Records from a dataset
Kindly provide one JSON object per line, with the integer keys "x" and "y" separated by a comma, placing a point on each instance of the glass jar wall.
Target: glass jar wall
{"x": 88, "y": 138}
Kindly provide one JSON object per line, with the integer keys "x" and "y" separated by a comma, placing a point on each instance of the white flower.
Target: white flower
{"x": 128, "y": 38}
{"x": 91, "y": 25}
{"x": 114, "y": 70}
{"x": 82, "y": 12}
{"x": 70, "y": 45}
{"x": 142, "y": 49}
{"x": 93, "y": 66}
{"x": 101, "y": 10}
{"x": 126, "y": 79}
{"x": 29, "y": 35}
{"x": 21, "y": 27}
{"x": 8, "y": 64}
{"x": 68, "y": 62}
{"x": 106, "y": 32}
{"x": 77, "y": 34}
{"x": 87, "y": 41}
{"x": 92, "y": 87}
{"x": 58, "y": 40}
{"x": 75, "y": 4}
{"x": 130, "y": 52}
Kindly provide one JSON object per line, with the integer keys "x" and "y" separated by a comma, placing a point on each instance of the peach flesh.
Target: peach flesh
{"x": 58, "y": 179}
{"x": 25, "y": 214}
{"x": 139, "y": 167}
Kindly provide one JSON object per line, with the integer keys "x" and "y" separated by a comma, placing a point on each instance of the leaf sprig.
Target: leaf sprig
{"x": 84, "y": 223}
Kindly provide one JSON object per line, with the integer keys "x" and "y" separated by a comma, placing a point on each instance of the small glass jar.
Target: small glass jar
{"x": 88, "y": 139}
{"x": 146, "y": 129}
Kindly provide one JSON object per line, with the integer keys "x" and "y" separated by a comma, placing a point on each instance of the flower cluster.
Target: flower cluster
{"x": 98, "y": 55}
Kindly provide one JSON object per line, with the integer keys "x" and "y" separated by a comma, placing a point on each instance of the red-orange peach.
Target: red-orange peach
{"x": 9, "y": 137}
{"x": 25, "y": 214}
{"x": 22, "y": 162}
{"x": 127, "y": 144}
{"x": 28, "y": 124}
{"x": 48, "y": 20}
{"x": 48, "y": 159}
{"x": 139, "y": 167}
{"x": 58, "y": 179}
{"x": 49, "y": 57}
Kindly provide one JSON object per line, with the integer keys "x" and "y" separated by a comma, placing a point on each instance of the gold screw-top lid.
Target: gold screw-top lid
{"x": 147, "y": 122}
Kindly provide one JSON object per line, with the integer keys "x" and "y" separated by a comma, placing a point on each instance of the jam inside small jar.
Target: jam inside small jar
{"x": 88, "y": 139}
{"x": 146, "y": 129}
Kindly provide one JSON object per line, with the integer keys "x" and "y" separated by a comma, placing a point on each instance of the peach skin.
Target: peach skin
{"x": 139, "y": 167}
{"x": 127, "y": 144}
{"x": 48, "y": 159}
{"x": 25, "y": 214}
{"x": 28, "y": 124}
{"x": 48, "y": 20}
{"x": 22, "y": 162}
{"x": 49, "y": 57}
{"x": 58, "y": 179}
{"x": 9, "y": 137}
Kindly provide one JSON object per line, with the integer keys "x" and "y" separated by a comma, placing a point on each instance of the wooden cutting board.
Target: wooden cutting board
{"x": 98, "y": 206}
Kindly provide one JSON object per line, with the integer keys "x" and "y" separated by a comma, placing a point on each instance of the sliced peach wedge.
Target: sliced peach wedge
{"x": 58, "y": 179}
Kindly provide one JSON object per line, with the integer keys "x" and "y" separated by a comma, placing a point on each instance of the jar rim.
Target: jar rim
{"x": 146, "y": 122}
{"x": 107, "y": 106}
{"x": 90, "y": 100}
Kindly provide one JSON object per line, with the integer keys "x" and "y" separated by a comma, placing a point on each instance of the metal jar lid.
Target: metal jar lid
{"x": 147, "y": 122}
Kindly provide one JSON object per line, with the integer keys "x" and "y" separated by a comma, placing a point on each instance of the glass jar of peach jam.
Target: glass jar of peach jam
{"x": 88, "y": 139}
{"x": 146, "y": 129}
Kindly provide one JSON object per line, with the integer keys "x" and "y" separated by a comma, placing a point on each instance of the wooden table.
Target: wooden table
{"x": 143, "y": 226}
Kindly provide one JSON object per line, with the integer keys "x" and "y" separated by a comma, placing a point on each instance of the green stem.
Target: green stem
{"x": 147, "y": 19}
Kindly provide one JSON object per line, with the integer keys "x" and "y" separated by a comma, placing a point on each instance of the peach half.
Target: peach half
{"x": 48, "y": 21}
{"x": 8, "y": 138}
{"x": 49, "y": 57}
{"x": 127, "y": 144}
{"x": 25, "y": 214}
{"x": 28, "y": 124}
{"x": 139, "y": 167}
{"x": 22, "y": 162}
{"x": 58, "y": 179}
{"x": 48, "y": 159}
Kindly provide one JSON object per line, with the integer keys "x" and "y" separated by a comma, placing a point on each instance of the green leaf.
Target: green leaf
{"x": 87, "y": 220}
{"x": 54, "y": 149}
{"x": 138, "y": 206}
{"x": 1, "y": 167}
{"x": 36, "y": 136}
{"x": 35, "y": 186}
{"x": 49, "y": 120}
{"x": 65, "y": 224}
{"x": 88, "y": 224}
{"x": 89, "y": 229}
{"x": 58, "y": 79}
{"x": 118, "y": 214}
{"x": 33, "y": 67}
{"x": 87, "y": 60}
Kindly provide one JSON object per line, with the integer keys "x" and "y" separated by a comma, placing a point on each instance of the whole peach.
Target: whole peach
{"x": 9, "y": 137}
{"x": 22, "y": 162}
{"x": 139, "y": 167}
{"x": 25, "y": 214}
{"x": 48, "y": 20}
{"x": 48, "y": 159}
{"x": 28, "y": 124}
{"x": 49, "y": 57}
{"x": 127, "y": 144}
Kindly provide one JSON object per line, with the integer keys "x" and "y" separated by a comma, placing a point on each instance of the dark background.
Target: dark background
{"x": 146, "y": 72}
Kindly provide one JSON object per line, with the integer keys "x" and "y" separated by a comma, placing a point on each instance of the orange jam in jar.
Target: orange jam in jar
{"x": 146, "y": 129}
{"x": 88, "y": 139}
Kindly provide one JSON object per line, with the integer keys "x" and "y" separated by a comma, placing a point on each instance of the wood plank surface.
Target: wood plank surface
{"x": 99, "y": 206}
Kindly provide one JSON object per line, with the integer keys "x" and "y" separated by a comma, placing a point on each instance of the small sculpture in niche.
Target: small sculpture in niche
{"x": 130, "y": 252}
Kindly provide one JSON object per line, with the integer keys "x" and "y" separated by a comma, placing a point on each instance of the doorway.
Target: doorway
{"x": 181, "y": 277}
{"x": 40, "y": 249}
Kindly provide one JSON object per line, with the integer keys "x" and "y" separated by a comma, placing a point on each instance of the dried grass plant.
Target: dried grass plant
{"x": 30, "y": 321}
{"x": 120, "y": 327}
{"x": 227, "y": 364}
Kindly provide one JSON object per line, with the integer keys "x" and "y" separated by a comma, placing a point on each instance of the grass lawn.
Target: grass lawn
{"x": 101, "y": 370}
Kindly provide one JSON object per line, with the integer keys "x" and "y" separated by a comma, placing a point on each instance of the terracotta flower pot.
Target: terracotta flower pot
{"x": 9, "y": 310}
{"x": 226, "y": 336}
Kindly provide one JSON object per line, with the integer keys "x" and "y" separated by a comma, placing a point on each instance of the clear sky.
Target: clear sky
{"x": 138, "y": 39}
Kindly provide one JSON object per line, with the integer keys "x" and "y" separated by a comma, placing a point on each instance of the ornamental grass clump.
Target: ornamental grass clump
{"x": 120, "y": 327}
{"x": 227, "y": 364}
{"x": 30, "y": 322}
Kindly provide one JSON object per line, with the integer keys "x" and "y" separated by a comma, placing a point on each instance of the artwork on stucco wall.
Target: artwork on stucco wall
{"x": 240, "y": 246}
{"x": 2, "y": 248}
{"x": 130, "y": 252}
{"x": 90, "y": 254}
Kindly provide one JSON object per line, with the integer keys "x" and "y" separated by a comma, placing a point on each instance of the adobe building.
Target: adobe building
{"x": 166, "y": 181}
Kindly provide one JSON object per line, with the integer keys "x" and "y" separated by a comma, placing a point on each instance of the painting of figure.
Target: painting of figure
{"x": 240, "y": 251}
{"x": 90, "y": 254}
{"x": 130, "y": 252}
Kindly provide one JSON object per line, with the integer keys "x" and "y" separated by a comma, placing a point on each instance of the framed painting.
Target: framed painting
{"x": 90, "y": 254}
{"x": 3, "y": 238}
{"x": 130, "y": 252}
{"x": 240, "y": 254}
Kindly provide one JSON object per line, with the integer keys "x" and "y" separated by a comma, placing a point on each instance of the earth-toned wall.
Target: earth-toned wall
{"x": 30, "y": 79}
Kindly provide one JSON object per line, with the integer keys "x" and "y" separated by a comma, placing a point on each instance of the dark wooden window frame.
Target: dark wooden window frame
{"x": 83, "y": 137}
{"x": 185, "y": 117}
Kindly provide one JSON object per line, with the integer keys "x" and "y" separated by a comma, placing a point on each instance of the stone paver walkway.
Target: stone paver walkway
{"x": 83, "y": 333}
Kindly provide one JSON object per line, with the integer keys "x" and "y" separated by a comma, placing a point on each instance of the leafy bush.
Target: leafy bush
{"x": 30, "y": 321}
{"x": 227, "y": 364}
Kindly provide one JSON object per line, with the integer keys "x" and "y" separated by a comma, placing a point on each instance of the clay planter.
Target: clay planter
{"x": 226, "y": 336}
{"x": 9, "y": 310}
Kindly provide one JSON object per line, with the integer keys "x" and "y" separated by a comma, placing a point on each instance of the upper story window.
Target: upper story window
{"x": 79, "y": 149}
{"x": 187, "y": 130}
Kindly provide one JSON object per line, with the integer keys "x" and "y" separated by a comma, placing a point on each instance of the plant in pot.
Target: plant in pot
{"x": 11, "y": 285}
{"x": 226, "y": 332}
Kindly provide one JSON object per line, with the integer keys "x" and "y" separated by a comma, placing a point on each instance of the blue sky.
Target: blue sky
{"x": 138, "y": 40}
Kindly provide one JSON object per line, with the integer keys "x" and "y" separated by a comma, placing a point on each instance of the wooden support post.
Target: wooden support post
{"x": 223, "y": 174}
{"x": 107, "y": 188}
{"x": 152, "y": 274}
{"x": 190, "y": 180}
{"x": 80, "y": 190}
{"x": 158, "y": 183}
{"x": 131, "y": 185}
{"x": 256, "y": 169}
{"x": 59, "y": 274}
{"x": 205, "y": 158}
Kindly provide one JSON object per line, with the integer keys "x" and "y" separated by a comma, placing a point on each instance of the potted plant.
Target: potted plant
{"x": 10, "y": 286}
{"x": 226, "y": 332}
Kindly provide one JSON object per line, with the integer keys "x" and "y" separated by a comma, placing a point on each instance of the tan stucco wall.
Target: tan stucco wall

#### Exercise task
Reproduce only the lines running from the one with "upper story window." through the final line of the listing above, both ends included.

#### Task response
Kindly provide one JSON object per line, with the integer keys "x" and "y" separated by a comma, placing a point on each instance of the upper story window.
Target: upper story window
{"x": 79, "y": 149}
{"x": 187, "y": 130}
Kindly provide one JSON object per line, with the integer keys "x" and "y" separated by a comma, placing a point on each instance of the plant in pot.
Target: plant in pot
{"x": 11, "y": 285}
{"x": 226, "y": 332}
Kindly provide one JSON object per line, with the integer keys "x" and "y" separated by a comma, placing a point on each instance of the blue sky.
Target: blue sky
{"x": 138, "y": 40}
Kindly provide one JSON object per line, with the integer keys "x" and "y" separated by a comma, placing a point on each instance of the wooden support post.
Target: wooden support post
{"x": 223, "y": 174}
{"x": 107, "y": 188}
{"x": 152, "y": 274}
{"x": 190, "y": 180}
{"x": 80, "y": 190}
{"x": 158, "y": 183}
{"x": 131, "y": 185}
{"x": 256, "y": 169}
{"x": 59, "y": 274}
{"x": 205, "y": 158}
Kindly provide one JSON object per line, with the integer keys "x" and "y" separated by a comma, placing a point on each instance of the potted plant.
Target: potted plant
{"x": 10, "y": 286}
{"x": 226, "y": 332}
Kindly provide one JSON object per line, with the integer keys "x" and "y" separated by a comma, placing a point on each instance of the tan stucco wall.
Target: tan stucco wall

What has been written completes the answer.